* [Supplied text]
§ §

Wayne Werner
Wayne Werner

Reputation: 51807

How do I create a literal where column in SQLAlchemy (core)?

I have a stored procedure in PostgreSQL that I can query using SQLAlchemy like this:

import sqlalchemy as sa

engine = sa.create_engine(...)

some_argument = 42
some_value = 99
for result in engine.execute(sa.select(['col_name'])
                              .select_from(sa.func.this_is_my_func_name(some_agument))
                              .where('this part does not work')):
     print(result)

I want to know how I can use something like col_name == some_value in my code.

Here are some things that don't work:

.where('col_name' == some_value)
.where(sa.column('col_name') == some_value)

I haven't found anything else that does precisely what I'm looking for. I can do:

.where(sa.text('col_name = :col_value'))

and then engine.execute(query, col_value=some_value), but that seems like it's not quite the right thing to do. At that point it seems like I should just do:

sql = sa.text('''
    SELECT
        col_name
    FROM
        this_is_my_func_name(:argument)

§ §

* [Collected data]
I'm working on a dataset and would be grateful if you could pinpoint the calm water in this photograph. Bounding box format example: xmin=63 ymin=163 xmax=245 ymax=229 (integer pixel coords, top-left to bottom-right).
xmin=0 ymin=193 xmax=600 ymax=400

§ §

* [Directions]
A) Answer these from the SQLAlchemy question above:
(i) In which database system is the stored procedure?
(ii) What value is assigned to some_value?
(iii) Which method is wrapped around 'col_name = :col_value' in the workaround the writer says they can do?
B) Put this sentence from the SQLAlchemy question into Spanish: "I want to know how I can use something like col_name == some_value in my code."
C) Carry on the SQLAlchemy question from the point where it stops.

* [Responses by task]
A)
(i) PostgreSQL
(ii) 99
(iii) sa.text

B) Quiero saber cómo puedo usar algo como col_name == some_value en mi código.

C)
    WHERE
        col_name = :value
''')
engine.execute(sql, argument=some_argument, value=some_value)

Is there a better way to accomplish what I have in mind, or should I just go full-bore sqlalchemy.text?

Upvotes: 1

Views: 443

Answers (1)

Wayne Werner
Wayne Werner

Reputation: 51807

Turns out I was totally wrong.

The problem was actually that

sa.select(['col_name'])

Isn't exactly what we want. Sqlalchemy guessed that it was a column name, but it wasn't sure, so it was giving me a bit of a warning. It needed to be:

sa.select([sa.column('col_name')])

Then it will stop giving warnings. But in either case,

.where(sa.column('col_name') == value)

is the correct way to do it.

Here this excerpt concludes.